▶ [Records]:
----------------------------------------
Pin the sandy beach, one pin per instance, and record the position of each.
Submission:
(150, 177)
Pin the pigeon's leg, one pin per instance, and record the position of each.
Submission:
----------------------------------------
▶ [Direction]:
Please lay out the records above as a Markdown table with the columns No. and Text, giving each line its own numbered row and leaving out blank lines.

▶ [Correct output]:
| No. | Text |
|---|---|
| 1 | Pin the sandy beach, one pin per instance, and record the position of each. |
| 2 | Submission: |
| 3 | (150, 177) |
| 4 | Pin the pigeon's leg, one pin per instance, and record the position of each. |
| 5 | Submission: |